◆ Task goal
Filter the entries for the word "before". Copy each line in which it occurs.
[Information shown — start]
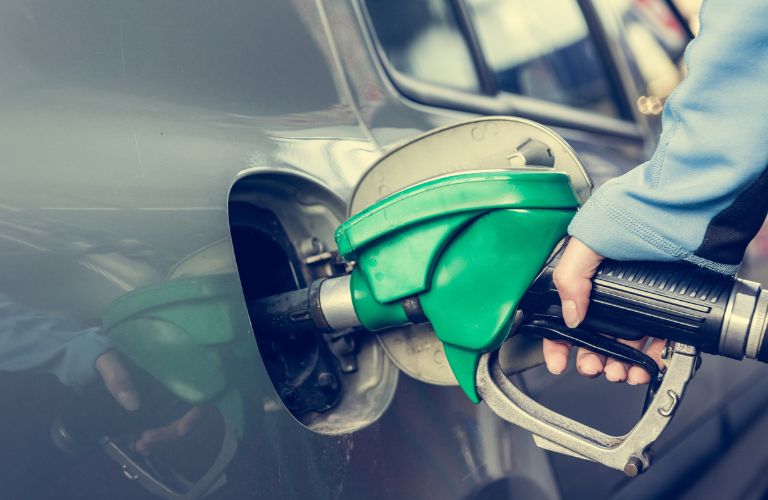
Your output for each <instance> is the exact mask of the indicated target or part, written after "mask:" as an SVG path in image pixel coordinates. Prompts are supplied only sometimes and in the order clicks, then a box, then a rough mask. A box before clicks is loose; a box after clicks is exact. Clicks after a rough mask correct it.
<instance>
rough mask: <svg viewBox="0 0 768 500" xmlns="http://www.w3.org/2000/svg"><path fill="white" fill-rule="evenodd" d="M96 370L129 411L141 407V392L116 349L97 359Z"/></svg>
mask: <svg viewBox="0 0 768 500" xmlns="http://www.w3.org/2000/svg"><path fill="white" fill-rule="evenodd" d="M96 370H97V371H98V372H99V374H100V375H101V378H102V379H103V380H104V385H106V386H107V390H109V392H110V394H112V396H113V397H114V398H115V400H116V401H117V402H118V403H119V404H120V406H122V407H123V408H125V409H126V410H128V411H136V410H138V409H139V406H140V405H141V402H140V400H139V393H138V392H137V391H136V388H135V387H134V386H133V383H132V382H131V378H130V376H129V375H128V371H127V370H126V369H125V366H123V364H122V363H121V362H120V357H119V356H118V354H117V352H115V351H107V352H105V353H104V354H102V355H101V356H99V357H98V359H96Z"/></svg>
[Information shown — finish]
[Information shown — start]
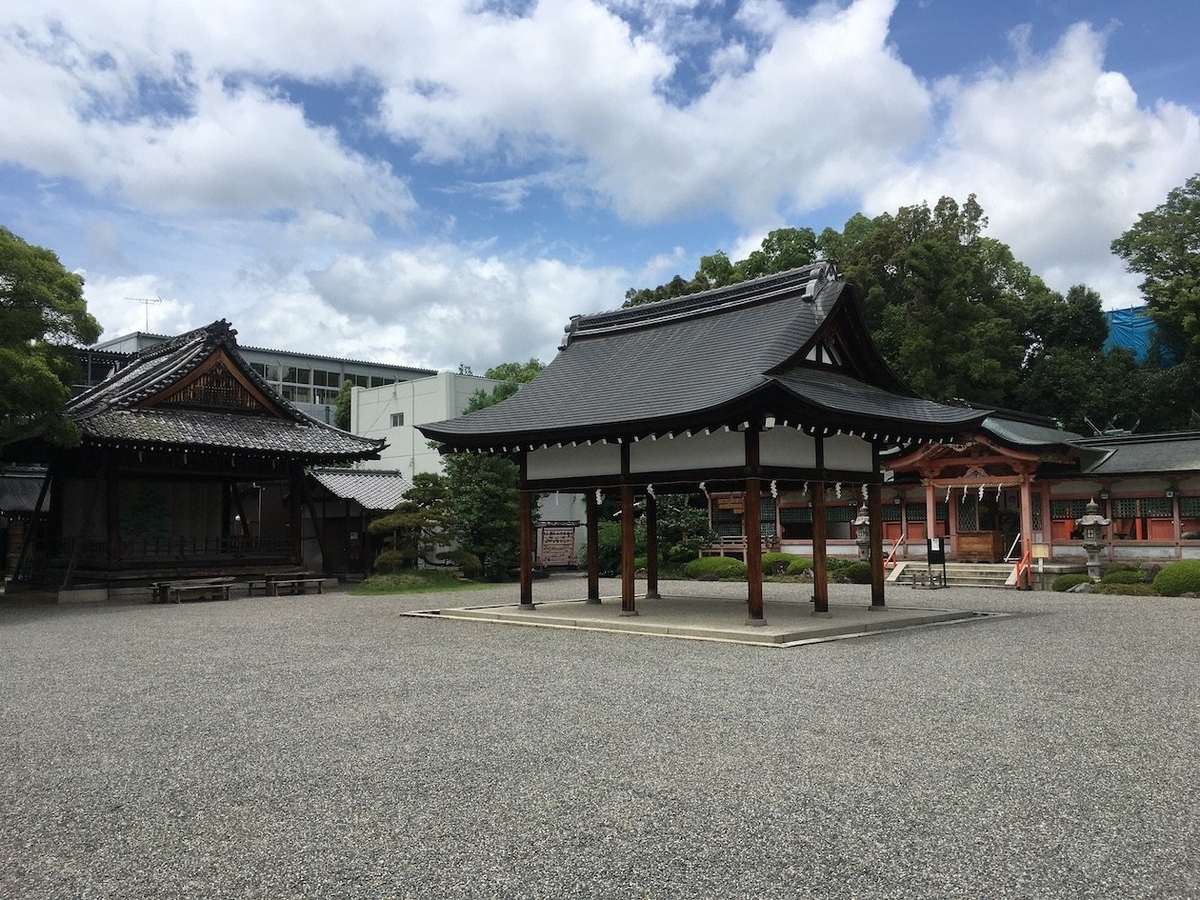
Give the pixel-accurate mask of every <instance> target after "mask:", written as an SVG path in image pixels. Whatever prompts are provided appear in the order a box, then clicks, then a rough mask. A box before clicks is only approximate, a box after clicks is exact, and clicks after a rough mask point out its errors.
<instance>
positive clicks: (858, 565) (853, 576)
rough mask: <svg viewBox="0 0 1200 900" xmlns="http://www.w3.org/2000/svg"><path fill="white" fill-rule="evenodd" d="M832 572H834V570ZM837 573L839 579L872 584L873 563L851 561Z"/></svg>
[Information shown — finish]
[Information shown — start]
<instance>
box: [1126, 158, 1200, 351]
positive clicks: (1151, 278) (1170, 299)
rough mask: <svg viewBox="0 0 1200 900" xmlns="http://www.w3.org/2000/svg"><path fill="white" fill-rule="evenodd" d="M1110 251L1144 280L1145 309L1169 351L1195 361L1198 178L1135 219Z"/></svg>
[Information shown — finish]
◆ Written answer
Your output for each <instance> is the exact mask of the indicated target or part, written after "mask:" as an SVG path in image pixel coordinates. Prompts are supplied only sometimes and in the order clicks, then a box, then a rough mask. A box before clicks is loose; a box after clicks is exact. Clicks after a rough mask correct it.
Give the pixel-accurate mask of every <instance> target after "mask:", written as an SVG path in image pixels. Whatever prompts are provided appear in the order a box, then clicks, then a rough mask. A box before clicks is only approximate, a box after clicks is exact, and clicks after a rough mask point out its errors.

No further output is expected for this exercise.